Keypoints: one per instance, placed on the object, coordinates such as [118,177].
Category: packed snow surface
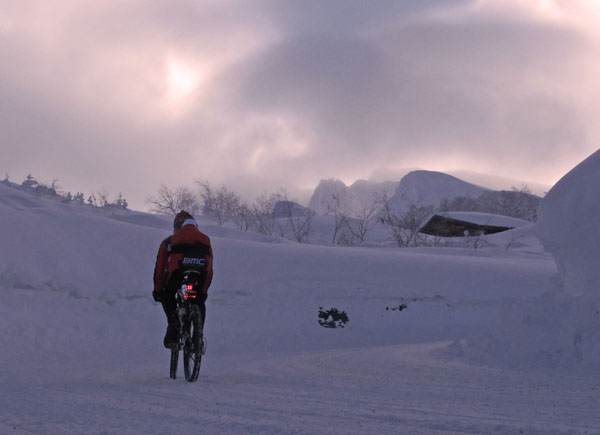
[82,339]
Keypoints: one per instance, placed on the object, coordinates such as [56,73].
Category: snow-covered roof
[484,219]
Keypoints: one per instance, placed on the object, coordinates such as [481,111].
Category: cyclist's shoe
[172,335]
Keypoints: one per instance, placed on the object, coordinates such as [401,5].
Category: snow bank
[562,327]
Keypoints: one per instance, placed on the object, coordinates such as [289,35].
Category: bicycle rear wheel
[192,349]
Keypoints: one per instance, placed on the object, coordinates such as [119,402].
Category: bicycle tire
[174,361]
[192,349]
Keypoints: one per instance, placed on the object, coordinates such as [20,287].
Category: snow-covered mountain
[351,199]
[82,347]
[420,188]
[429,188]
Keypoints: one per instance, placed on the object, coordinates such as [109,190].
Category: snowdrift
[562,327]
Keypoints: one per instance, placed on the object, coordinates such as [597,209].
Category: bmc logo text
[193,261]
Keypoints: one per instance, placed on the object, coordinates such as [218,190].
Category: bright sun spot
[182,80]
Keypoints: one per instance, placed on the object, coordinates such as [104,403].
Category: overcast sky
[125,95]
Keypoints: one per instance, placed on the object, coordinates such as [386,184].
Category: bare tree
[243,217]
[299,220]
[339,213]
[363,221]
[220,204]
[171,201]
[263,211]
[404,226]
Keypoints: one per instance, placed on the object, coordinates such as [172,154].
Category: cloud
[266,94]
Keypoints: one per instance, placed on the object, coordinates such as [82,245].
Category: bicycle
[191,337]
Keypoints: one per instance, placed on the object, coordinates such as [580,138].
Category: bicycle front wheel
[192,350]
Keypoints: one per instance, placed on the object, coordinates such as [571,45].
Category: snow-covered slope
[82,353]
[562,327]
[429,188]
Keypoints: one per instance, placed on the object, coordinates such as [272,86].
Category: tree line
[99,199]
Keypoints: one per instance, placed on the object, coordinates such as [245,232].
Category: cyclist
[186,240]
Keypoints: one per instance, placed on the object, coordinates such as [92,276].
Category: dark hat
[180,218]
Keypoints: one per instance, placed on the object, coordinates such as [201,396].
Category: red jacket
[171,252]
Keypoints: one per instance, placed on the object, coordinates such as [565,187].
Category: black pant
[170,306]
====================
• [Written request] Reproduce every item above with "Category" swapped for "Class" and nothing else altered. Leave the picture out of the reproduction.

• [Full output]
Keypoints: one per instance, placed on the object, coordinates such as [118,177].
Class: packed snow surface
[82,339]
Keypoints: one per instance, placed on the object, coordinates such as [56,73].
Class: snow-covered roof
[484,219]
Keypoints: one per instance, placed on the object, coordinates such as [481,111].
Class: cyclist's shoe
[172,335]
Keypoints: one per instance, placed on the object, coordinates such as [401,5].
Class: snow bank
[562,327]
Keypoints: one per instance, placed on the object, coordinates such as [289,35].
Class: bicycle rear wheel
[192,349]
Keypoints: one per instance, placed on the object, coordinates such as [119,402].
Class: bicycle tire
[174,361]
[192,349]
Keypoints: one per instance, placed on the object, coordinates such as [20,287].
Class: snow-covered mountain
[351,199]
[82,347]
[420,188]
[429,188]
Keypoints: one per instance, placed on the object, coordinates such as [109,190].
Class: snowdrift
[562,327]
Keypoints: one per instance, placed on the object, coordinates such as [597,209].
Class: bmc logo text
[193,261]
Keypoints: one per instance, placed on the object, coordinates such as [218,190].
Class: bright sun spot
[182,80]
Keypoints: one per instance, placed on the object, coordinates such as [104,403].
Class: overcast sky
[125,95]
Keypoints: one per instance, placed on the object, coordinates such as [386,184].
Class: bare tree
[243,217]
[299,220]
[339,213]
[363,221]
[220,204]
[171,201]
[263,211]
[404,226]
Keypoints: one per instance, placed on the object, coordinates such as [172,154].
Class: cloud
[266,94]
Keypoints: one per instance, placed on the object, coordinates such as [82,245].
Class: bicycle
[191,337]
Keypoints: one per instance, placed on the object, coordinates such as [580,138].
Class: bicycle front wheel
[192,350]
Keypoints: one per instance, placed on the object, coordinates such as [571,45].
Class: snow-covered slope
[82,353]
[562,327]
[429,188]
Keypoints: one per instance, placed on the object, coordinates such as [272,86].
Class: tree line
[99,199]
Keypoints: one per instance, placed on the object, coordinates such as [245,232].
Class: cyclist
[186,240]
Keypoints: one per instance, placed on the object, coordinates such as [92,276].
Class: dark hat
[180,218]
Keypoints: one per instance, placed on the object, coordinates such as [201,396].
Class: red jacket
[171,252]
Keypoints: one per instance, placed on the object, coordinates such as [565,187].
Class: black pant
[170,306]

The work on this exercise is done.